**TASK ITEM**
Would it be possible to write out each entry below exactly, without the pictures?

**Image-grounded pointing data**

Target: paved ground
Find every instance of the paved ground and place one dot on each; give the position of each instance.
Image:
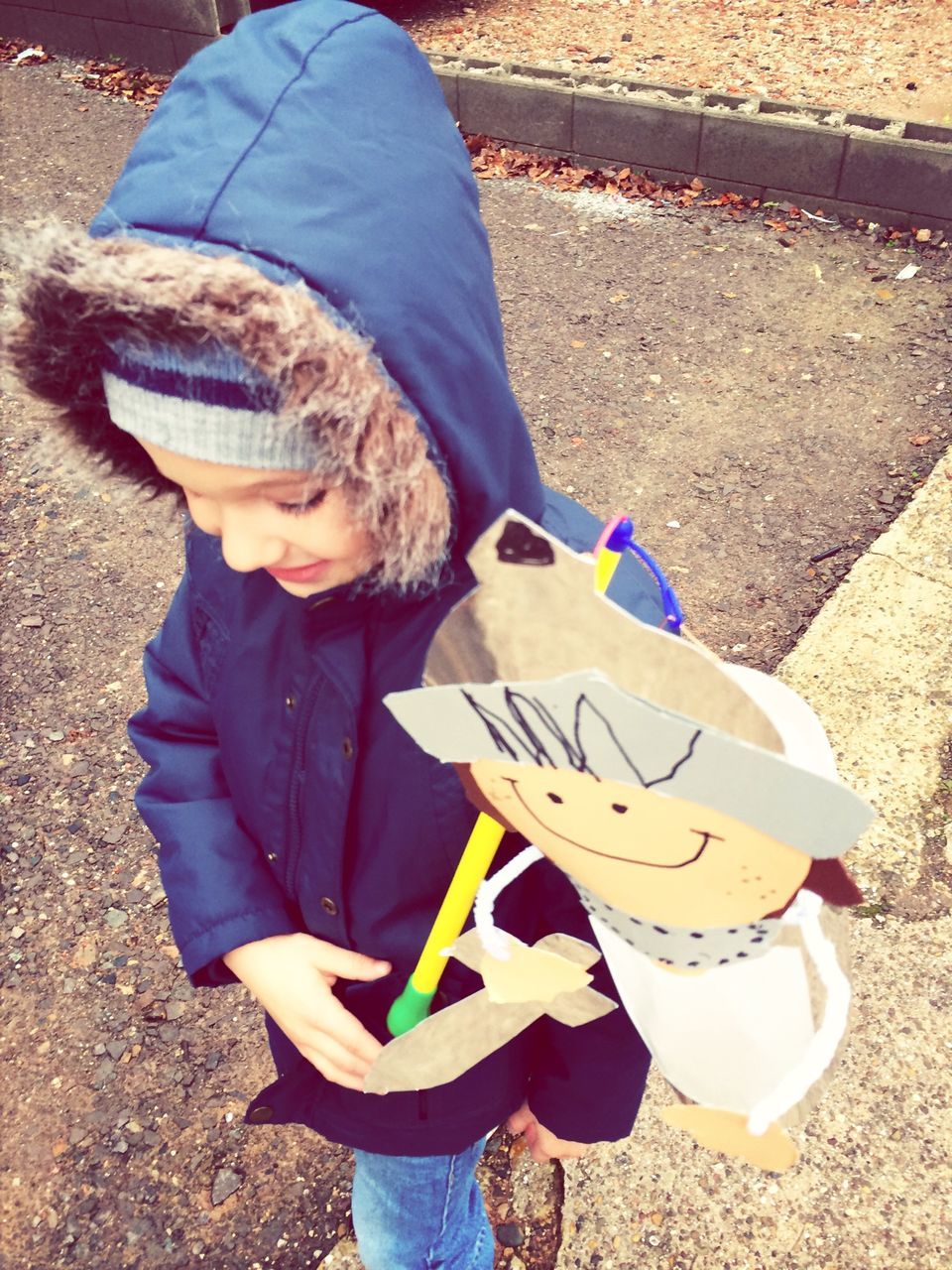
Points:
(754, 405)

**TASK SOLUTION**
Target: paved ground
Find every instance of the paved ground and place one dot on each; give the position of each instance.
Image:
Points:
(754, 405)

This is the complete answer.